The following are all in /usr/local/hbase/conf

hbase-env.sh

Again, just need to set up JAVA_HOME:

...
# The java implementation to use.  Required.
# export JAVA_HOME=/usr/lib/j2sdk1.5-sun
export JAVA_HOME=/usr/lib/jvm/java-6-sun
...

For the Macintosh:

export JAVA_HOME=/System/Library/Frameworks/JavaVM.framework/Versions/Current

hbase-site.xml

Here is where I wanted to give a FQDN for the host that is the hbase.master, but had to use an IP address instead.

<?xml version="1.0"?>
<?xml-stylesheet type="text/xsl" href="configuration.xsl"?>
<configuration>
  <property>
    <name>hbase.rootdir</name>
    <value>hdfs://localhost:54310/hbase</value>
    <description>The directory shared by region servers.
    Should be fully-qualified to include the filesystem to use.
    E.g: hdfs://NAMENODE_SERVER:PORT/HBASE_ROOTDIR
    </description>
  </property>

  <property>
    <name>hbase.master</name>
    <value>192.168.10.50:60000</value>
    <description>The host and port that the HBase master runs at.
    </description>
  </property>
</configuration>

Formatting the Name Node

You must do this as the same user as will be running the daemon (hadoop)

su hadoop -s /bin/sh -c /usr/local/hadoop/bin/hadoop namenode -format

on the Mac:

/usr/bin/su _hadoop /usr/local/hadoop/bin/hadoop namenode -format

Setup passphraseless ssh

Now check that you can ssh to the localhost without a passphrase:

su - hadoop
ssh localhost

If you cannot ssh to localhost without a passphrase, execute the following commands (as haddop):

$ ssh-keygen -t dsa -P '' -f ~/.ssh/id_dsa
$ cat ~/.ssh/id_dsa.pub >> ~/.ssh/authorized_keys

Ubuntu /etc/init.d style startup scripts

I scoured the InterTubes for example hadoop/hbase startup scripts and found absolutely none! I ended up creating a minimal one that is so far only suited for the Pseudo-Distributed Operation mode as it just calls the start-all / stop-all scripts.

- SUPPLIED INFORMATION

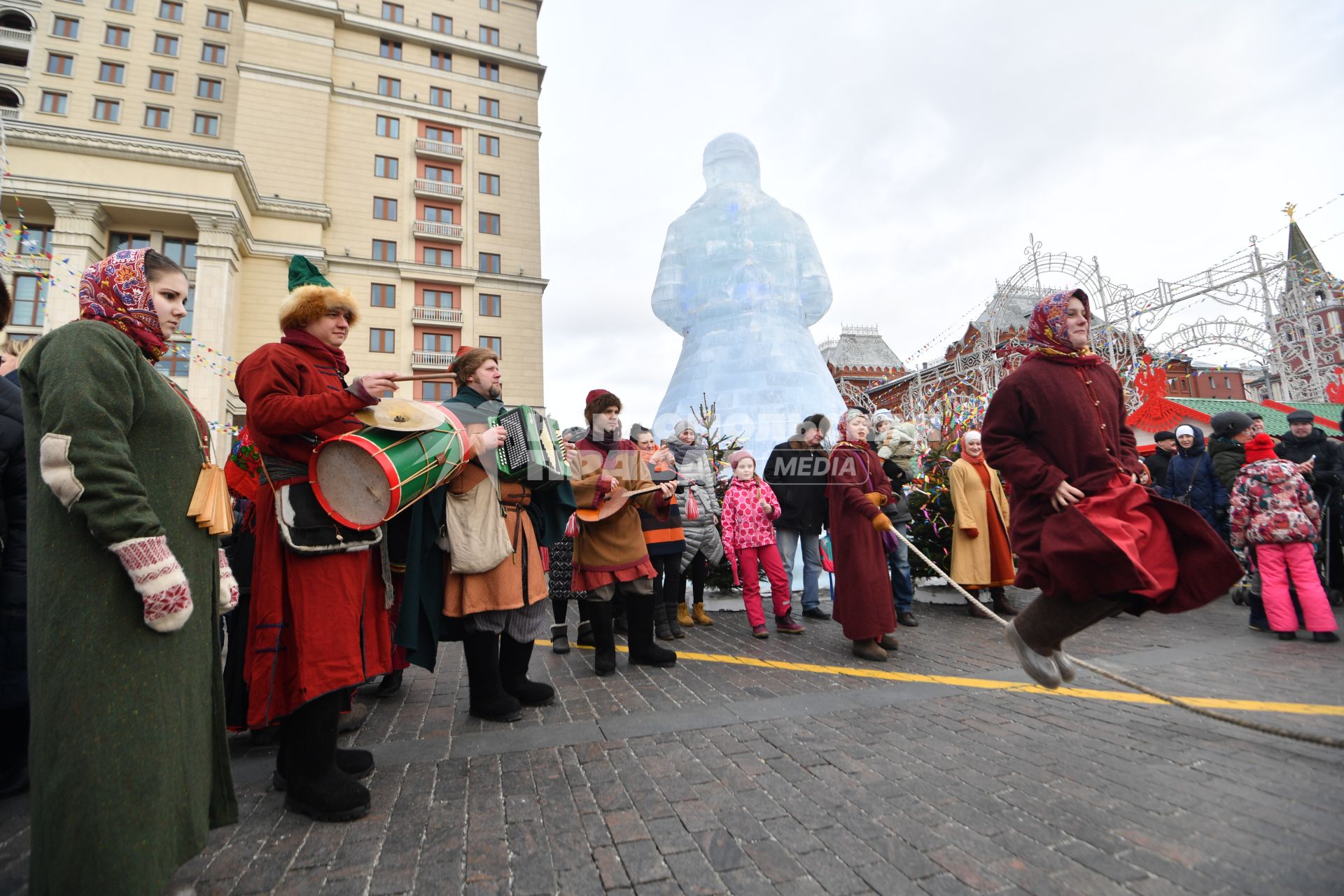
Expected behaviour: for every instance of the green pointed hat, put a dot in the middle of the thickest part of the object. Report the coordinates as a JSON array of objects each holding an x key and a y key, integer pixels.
[{"x": 304, "y": 273}]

- STATED GOAL
Pick up the Hadoop and HBase setup notes after their final sentence and keep writing them.

- REPLY
/etc/init.d/hadoop

Create the place it will put its startup logs

mkdir /var/log/hadoop

Create /etc/init.d/hadoop with the following:

#!/bin/sh
### BEGIN INIT INFO
# Provides:          hadoop services
# Required-Start:    $network
# Required-Stop:     $network
# Default-Start:     2 3 4 5
# Default-Stop:      0 1 6
# Description:       Hadoop services
# Short-Description: Enable Hadoop services including hdfs
### END INIT INFO
PATH=/usr/local/sbin:/usr/local/bin:/sbin:/bin:/usr/sbin:/usr/bin
HADOOP_BIN=/usr/local/hadoop/bin
NAME=hadoop
DESC=hadoop
USER=hadoop
ROTATE_SUFFIX=
test -x $HADOOP_BIN || exit 0
RETVAL=0
set -e
cd /

start_hadoop () {
    set +e
    su $USER -s /bin/sh -c $HADOOP_BIN/start-all.sh > /var/log/hadoop/startup_log
    case "$?" in
      0)
        echo SUCCESS
        RETVAL=0
        ;;
      1)
        echo TIMEOUT - check /var/log/hadoop/startup_log
        RETVAL=1
        ;;
      *)
        echo FAILED - check /var/log/hadoop/startup_log
        RETVAL=1
        ;;
    esac
    set -e
}

stop_hadoop () {
    set +e
    if [ $RETVAL = 0 ] ; then
        su $USER -s /bin/sh -c $HADOOP_BIN/stop-all.sh > /var/log/hadoop/shutdown_log
        RETVAL=$?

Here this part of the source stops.